TEXT SHOWN:
***

Lets say "hypothetically" you were hired to stake a parcel on a nice lake nearby. After researching the parcel description and neighboring parcels, you discover some interesting facts:
- The parcel to the South is the North 100 feet of Gov't. Lot 2 for as far back as you looked.
- The South line of subject parcel starts at the NW corner of GL 2, but then goes North 5 feet into GL 1 to POB and runs along a very well monumented line (6 conc. mons in all) that stays 5 feet north and parallel of the common Gov't. Lot line all the way to the lake.
- There is a 1973 survey that shows subject parcel and the monumented line 5 feet North of GL Line.
- Subject parcel is occupying to the monuments, Parcel to South has no clear occupation line.
- So staking the parcel is easy, but there is a 5 foot gap lake parcel.
Question is, do you:
A. Tell client and offer to do additional research and help them get title to it. Most likely at one time the 5 feet was owned by the same party as the clients parcel.
B. Tell both parties. (They are not fighting over the line, but are not friendly over the line either).
C. Tell neither and try to get title to it for my own lake access.
D. Do nothing.
E. Other, please state what...
A
Sounds to me as though the party who had your client's tract created intended to keep that strip of ground.
I would mention what I found, but, would not try to tell the client what he should do about it unless he began to ask for advice.
I agree with cow. Is there value in that 5' strip as lake access?

***

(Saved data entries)
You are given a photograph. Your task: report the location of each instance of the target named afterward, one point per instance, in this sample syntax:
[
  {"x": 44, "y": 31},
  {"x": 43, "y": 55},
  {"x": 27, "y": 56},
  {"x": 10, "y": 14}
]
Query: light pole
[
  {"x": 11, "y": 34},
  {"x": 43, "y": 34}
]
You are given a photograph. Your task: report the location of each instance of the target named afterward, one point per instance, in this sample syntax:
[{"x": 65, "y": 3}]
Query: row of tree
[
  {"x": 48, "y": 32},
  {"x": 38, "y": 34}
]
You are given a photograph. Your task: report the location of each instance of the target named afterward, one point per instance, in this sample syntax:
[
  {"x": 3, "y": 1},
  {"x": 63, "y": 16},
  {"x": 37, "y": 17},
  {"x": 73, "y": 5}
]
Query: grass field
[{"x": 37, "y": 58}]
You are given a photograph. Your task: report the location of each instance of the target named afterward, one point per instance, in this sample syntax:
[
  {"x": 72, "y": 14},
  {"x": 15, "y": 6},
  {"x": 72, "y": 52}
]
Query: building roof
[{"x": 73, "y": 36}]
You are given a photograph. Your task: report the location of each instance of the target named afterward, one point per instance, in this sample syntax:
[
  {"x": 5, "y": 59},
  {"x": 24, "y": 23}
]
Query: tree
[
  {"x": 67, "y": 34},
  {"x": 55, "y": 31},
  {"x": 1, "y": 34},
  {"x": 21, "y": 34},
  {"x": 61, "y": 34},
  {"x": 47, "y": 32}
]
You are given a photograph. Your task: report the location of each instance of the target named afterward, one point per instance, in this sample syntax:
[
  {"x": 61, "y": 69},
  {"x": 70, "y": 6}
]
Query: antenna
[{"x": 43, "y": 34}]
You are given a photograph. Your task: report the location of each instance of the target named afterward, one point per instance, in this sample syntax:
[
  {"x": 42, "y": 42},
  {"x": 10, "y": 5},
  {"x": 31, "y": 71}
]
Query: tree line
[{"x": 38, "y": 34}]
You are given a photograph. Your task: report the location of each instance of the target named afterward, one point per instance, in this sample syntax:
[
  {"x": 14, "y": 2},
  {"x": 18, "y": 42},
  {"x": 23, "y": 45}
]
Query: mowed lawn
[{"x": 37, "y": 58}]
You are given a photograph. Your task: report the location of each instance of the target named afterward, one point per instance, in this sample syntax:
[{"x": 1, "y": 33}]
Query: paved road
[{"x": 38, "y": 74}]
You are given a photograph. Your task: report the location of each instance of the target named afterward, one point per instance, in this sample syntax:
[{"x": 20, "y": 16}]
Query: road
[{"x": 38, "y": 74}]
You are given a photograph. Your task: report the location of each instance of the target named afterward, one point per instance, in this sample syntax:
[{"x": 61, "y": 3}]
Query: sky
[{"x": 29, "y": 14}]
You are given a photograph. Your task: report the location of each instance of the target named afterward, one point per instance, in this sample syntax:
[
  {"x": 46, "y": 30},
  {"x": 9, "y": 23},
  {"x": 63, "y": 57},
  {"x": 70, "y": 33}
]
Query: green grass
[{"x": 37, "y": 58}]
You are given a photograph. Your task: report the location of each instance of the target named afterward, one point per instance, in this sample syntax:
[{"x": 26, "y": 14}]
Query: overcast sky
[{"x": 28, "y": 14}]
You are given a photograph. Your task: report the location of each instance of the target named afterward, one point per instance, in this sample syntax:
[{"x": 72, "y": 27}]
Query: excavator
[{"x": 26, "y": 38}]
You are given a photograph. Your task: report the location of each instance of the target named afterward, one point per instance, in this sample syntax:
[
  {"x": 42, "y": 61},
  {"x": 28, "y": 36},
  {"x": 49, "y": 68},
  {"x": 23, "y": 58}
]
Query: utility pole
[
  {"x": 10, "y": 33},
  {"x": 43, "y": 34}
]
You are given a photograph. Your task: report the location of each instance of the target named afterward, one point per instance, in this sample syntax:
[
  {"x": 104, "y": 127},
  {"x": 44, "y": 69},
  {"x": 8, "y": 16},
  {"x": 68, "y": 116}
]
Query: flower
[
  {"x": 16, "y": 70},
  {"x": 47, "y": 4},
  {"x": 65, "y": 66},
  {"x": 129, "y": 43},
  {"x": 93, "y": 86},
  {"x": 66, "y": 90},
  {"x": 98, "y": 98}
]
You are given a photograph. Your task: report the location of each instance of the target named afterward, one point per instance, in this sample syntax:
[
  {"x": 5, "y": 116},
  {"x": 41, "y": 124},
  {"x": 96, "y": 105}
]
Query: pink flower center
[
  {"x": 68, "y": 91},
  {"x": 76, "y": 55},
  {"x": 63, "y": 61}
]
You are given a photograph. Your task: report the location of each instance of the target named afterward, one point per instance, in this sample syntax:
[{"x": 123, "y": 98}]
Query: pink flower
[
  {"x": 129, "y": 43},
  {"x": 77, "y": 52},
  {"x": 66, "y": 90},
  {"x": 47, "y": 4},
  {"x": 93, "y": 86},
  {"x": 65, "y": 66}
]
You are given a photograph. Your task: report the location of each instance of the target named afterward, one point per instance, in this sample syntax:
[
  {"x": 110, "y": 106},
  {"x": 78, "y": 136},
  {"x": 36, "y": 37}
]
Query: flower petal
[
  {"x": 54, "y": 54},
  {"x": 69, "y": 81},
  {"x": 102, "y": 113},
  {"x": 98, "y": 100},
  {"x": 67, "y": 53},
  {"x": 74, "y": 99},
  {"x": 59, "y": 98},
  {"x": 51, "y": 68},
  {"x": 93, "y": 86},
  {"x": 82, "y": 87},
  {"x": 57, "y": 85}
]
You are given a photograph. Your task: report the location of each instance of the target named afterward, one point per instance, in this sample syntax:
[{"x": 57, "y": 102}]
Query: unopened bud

***

REQUEST: Copy the lake parcel text from the words "- So staking" through the words "as lake access?", changing "strip" to "band".

OUTPUT BELOW:
- So staking the parcel is easy, but there is a 5 foot gap lake parcel.
Question is, do you:
A. Tell client and offer to do additional research and help them get title to it. Most likely at one time the 5 feet was owned by the same party as the clients parcel.
B. Tell both parties. (They are not fighting over the line, but are not friendly over the line either).
C. Tell neither and try to get title to it for my own lake access.
D. Do nothing.
E. Other, please state what...
A
Sounds to me as though the party who had your client's tract created intended to keep that band of ground.
I would mention what I found, but, would not try to tell the client what he should do about it unless he began to ask for advice.
I agree with cow. Is there value in that 5' band as lake access?